Look over the entries below. Report how many lines hold the word "instance", and only that.

• **Excerpted data**:

Content starts

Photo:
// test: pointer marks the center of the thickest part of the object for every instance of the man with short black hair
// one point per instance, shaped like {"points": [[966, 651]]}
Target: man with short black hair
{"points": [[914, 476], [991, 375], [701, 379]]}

Content ends

• **Exercise result**:
2